§ Problem requirements
Produce the records again in full, exactly as shown below.

§ Dataset excerpts
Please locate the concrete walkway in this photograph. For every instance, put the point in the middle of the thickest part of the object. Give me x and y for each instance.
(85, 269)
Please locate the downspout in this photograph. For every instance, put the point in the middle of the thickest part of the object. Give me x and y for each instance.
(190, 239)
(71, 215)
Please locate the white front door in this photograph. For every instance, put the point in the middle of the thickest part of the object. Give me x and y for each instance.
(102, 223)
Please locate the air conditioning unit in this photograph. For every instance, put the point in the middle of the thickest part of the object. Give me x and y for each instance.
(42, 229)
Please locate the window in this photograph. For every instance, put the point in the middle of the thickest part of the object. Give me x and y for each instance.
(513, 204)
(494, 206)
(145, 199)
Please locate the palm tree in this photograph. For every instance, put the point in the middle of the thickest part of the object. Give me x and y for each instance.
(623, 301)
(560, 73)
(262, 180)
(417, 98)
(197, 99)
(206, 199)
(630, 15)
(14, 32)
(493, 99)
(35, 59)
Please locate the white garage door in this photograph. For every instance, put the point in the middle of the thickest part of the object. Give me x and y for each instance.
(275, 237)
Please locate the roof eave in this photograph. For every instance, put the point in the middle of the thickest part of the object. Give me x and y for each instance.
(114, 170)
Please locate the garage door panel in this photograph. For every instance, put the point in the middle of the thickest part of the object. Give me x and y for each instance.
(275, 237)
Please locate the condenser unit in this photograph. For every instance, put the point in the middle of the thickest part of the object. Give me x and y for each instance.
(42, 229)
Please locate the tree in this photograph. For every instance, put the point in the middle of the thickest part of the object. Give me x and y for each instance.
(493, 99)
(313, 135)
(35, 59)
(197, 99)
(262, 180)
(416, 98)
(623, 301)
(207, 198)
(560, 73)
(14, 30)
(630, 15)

§ Task response
Please locate the concrete walkway in this photograph. For every instance, put the point in the middle of the thickest part of the object. Give me x and y for each instance.
(85, 269)
Please locate the downspout in this photograph. For every instance, put the point in the middle of the thickest part of the object. Give me x and y for each instance.
(190, 239)
(71, 215)
Please locate the white front door in this photograph. For every instance, put the point in the middle of the thickest part of the object. Give me x and y for each instance.
(102, 223)
Please locate the air conditioning unit in this photograph. For every instance, put the point in the middle of the thickest part of the object. Give me x and y for each instance.
(42, 229)
Please locate the window in this photograph. For every instance, put the point in the middle of the thickest part of the object. Give me x and y for each instance.
(513, 204)
(494, 206)
(145, 199)
Please locate the palm tree in this photograph. For every instance, put the point in the middle of the thickest part of the object. Give me x and y for each instance.
(623, 301)
(560, 73)
(262, 180)
(417, 98)
(197, 99)
(206, 199)
(630, 15)
(14, 32)
(493, 99)
(35, 59)
Please locate the white garage door in this photograph. For every instance, put the point in the middle of the thickest part of the object. Give me x and y for each instance.
(275, 237)
Please locate the roof eave in this photograph. For every instance, put the point in the middle of the thickest part of the object. Give me x and y for each instance.
(114, 170)
Please locate the garage door panel in this photograph. For every instance, put the point in the middle of the thickest part of the object. Give me x and y for each instance.
(275, 237)
Please locate the condenser unit in this photograph. For every instance, put the point in the middle of the thickest part of the object. Give me x and y for each instance.
(42, 229)
Please locate the tree in this photograph. For every instance, put the point in the middle of the thickest part of the object. Give me x and y for each instance.
(493, 99)
(313, 135)
(35, 59)
(197, 99)
(262, 180)
(416, 98)
(623, 301)
(207, 198)
(560, 73)
(14, 30)
(630, 15)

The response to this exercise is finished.